WHAT THE TASK ASKS
Extract every entry word for word. Skip the pictures.

DATASET

#####

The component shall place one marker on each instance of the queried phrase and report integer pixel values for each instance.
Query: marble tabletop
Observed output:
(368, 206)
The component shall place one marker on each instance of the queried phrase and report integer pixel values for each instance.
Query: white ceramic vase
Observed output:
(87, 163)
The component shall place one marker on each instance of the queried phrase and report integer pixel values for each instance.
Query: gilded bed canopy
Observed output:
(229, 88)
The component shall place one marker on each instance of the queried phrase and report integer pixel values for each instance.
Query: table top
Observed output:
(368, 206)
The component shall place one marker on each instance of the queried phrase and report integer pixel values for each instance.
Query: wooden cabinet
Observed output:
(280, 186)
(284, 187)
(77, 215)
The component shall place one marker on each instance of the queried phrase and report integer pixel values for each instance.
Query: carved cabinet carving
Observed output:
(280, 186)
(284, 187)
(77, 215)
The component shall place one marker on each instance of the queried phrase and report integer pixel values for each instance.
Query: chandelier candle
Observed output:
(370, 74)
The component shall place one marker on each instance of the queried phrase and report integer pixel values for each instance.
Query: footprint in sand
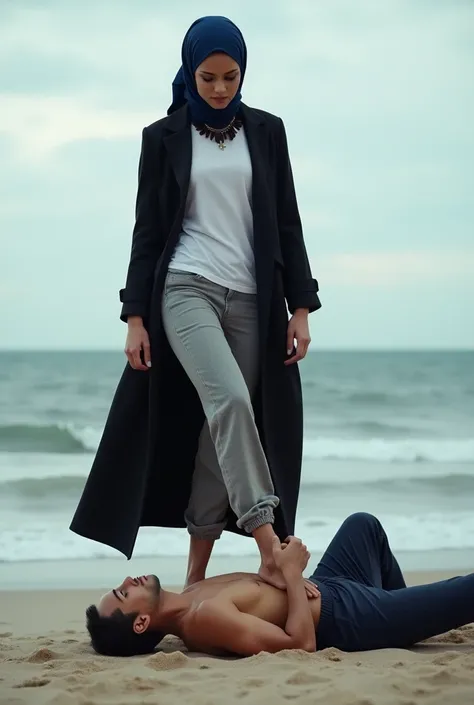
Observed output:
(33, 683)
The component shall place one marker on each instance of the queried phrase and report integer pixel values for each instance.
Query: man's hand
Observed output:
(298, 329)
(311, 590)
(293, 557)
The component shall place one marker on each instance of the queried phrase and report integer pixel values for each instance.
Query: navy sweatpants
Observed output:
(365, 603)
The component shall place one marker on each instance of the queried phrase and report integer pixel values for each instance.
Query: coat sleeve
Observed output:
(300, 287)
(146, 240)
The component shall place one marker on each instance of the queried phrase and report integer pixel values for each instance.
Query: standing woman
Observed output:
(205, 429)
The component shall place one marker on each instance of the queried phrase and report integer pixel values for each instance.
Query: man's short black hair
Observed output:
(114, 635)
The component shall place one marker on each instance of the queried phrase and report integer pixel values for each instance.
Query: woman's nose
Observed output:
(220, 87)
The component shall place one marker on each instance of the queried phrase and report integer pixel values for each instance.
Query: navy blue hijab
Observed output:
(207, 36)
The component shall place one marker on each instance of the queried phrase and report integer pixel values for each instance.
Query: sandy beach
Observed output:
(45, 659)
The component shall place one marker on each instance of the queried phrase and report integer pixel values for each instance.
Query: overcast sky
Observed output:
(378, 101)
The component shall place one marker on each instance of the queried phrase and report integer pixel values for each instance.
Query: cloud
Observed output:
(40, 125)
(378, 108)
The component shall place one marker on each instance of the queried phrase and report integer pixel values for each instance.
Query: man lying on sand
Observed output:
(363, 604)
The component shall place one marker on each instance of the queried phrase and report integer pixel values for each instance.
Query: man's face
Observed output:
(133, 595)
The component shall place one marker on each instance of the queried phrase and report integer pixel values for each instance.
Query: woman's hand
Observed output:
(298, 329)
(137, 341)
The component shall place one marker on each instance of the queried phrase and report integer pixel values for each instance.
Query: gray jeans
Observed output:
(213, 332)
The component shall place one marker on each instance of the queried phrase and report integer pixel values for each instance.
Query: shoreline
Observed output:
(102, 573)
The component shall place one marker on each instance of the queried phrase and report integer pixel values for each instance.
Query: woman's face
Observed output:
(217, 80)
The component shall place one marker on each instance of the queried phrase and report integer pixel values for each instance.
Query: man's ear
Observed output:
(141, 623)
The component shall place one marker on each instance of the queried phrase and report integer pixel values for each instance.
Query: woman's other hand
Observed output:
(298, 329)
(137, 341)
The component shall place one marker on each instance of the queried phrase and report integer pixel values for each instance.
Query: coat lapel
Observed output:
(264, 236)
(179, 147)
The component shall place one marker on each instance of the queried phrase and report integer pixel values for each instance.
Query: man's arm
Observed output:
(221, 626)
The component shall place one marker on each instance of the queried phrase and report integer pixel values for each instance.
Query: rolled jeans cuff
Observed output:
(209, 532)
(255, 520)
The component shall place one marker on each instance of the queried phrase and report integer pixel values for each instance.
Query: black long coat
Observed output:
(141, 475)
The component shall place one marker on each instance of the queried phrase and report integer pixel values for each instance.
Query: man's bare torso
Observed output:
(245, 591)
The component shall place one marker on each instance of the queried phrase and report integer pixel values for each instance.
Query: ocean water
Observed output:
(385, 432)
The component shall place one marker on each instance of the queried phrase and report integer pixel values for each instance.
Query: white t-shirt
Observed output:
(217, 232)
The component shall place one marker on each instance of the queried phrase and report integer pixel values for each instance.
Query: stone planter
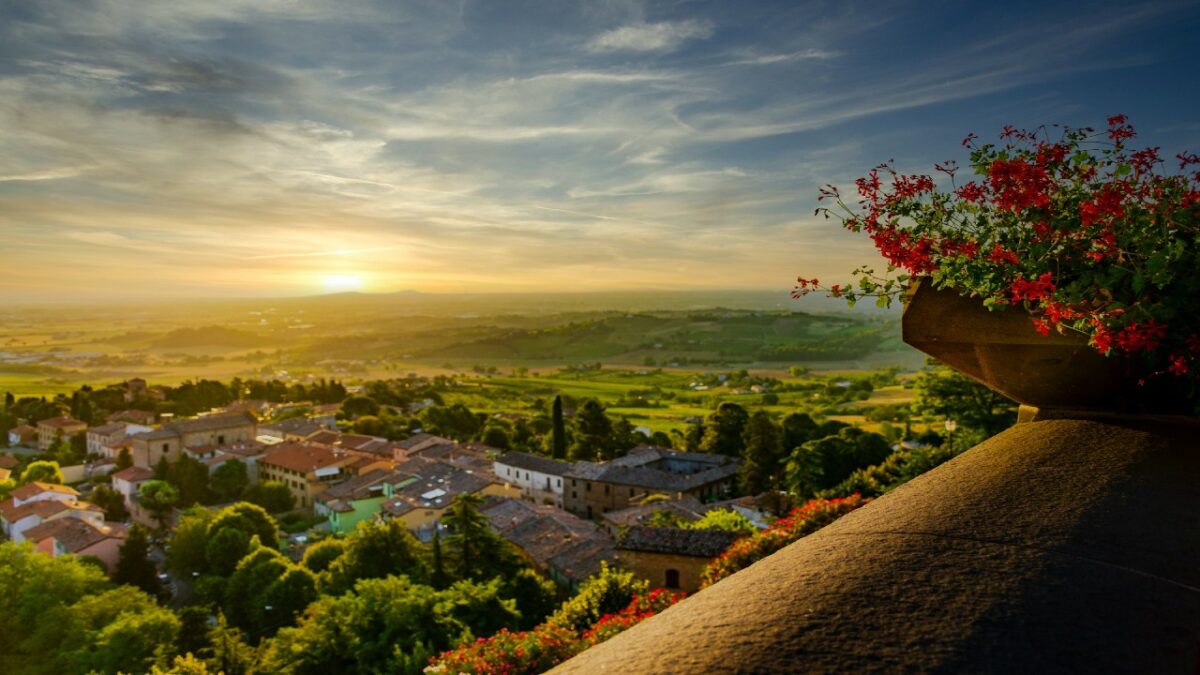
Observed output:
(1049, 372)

#####

TASK SOLUTION
The component shall place one marker on each instance of the queried phrase and report integer pixel values for each instance.
Query: marble tabletop
Observed output:
(368, 206)
The component shall place one marker on each instance of the queried phrase and report integer pixel values for each instance.
Query: white ceramic vase
Observed output:
(87, 163)
The component shall place one marker on each instance of the queried phrase and report integer pixel values for each instance.
Query: gilded bed canopy
Observed output:
(229, 88)
The component shall place one marker on each instance of the queried phrase and report integer pixel values for each instance.
Query: table top
Observed output:
(368, 206)
The component shall place one marker on each instance of the queried phrase and report integer pixel values for each instance.
Query: wooden cabinet
Observed output:
(280, 186)
(284, 187)
(77, 215)
The component shall place one marker on each instance of the queried phrase and report integer pixel values for each instance.
Query: carved cabinet carving
Observed output:
(280, 186)
(284, 187)
(77, 215)
The component shall place one marker on each instance of the queried phrase and report integer pixel values for each instance.
Query: chandelier candle
Observed output:
(370, 74)
The component shall place one marker on each instance of the queried phrase and report integer pixel values for each instance.
Query: footprint in sand
Observed output:
(33, 683)
The component shall place one marker on each instance of the queried phrase and report integer pixel values for each instance.
Query: man's hand
Observed output:
(298, 329)
(311, 590)
(293, 557)
The component shall place one marker on each instance of the queried phrase and report integer pixel values for each instance.
Query: navy sweatpants
Observed output:
(365, 603)
The component shall place one marker on each instance of the queried phrase and report integer pixel values for each instance.
Query: coat sleeve
Observed output:
(300, 287)
(146, 240)
The component shall place one marker on each instance of the queried phrase and report integer pixel values for each instance.
Query: standing woman
Observed output:
(205, 429)
The component shall place one marker on each instance of the queried phrase and report integer pixel values for each instance.
Query: man's short black hair
Observed output:
(114, 635)
The component shall place one marker on each instance of the queried phrase and report integer pixel values for each instance.
Query: woman's nose
Observed output:
(220, 87)
The component shall place one marker on each instance of the queried phrase and report integer pixel values for each instance.
Query: navy blue hijab
Observed output:
(207, 36)
The component shall place one marker on each instance of the queried phrase and report integer pixel values for each instance.
Query: sandy beach
Observed output:
(45, 659)
The component shall place one marker on each instance of the queried phrase and report integer pixel values for each instance.
Query: overcast sky
Observed output:
(378, 101)
The component shall place one marker on each instance of the queried phrase and report integer pixel values for each instance.
Query: cloud
Observed output:
(40, 125)
(378, 108)
The component shall place one marker on each instance of the queried phrase and report integer pixel values for each instance.
Query: man lying on sand
Observed output:
(363, 604)
The component shall place one marker on each instance of the queried phrase and report integer pixel values for each instance.
Query: man's face
Observed output:
(133, 595)
The component shall place one marker on each instance of the queried phrase and report integer pixel values for each instance.
Query: woman's hand
Observed output:
(298, 329)
(137, 341)
The component shall place one marker on each instance of the queried phrase and report integer pixel values for each instance.
Query: gray jeans
Observed output:
(213, 332)
The component shall place one marker on each instance of the queried phrase and report integer pixel values for each instance.
Query: shoreline
Observed output:
(102, 573)
The component shall place one marker on each instance of the queried phrase and report integer pixel values for each instance.
Query: woman's face
Observed output:
(217, 80)
The component shall place one marker on each instance of the queried phrase and report integer pixel values for each instance.
Query: man's ear
Observed output:
(141, 623)
The component shall place one marker on each instance of the queried phrase and report integer pixel values for each instance.
Query: woman's other hand
Observed output:
(298, 329)
(137, 341)
The component shall place one marker on each instance of the queried phrase and report integer pixel values for each instance.
Query: coat lapel
Observed output:
(264, 236)
(179, 147)
The component shall place one marker on each instance of the queried phrase and report integer pixel values for each instance.
Query: man's arm
Observed output:
(221, 626)
The component shall place one marker on each instance of the queried phrase and report integer pixel values for each instance.
Query: rolled jeans cuff
Observed output:
(209, 532)
(255, 520)
The component shall place one marker on each instance of the queried phrase and report integer pixel values for each instance.
Query: black long coat
Observed output:
(141, 475)
The component shall place one marker on each instance of the queried phrase and report integer pixel values for each instance.
Query: man's bare torso
Observed output:
(245, 591)
The component shall place one marker on each instance of the queried phrase and report integer pixel values for each instance.
Query: ocean water
Observed output:
(385, 432)
The component shall place one marker on each instance of the queried phrase and report integer pixel values for each instance.
Query: white t-shirt
Observed output:
(217, 232)
The component shall place one marker on each instance of the queried phrase and report integer pixel values for each instance.
Query: stone planter
Observed output:
(1049, 372)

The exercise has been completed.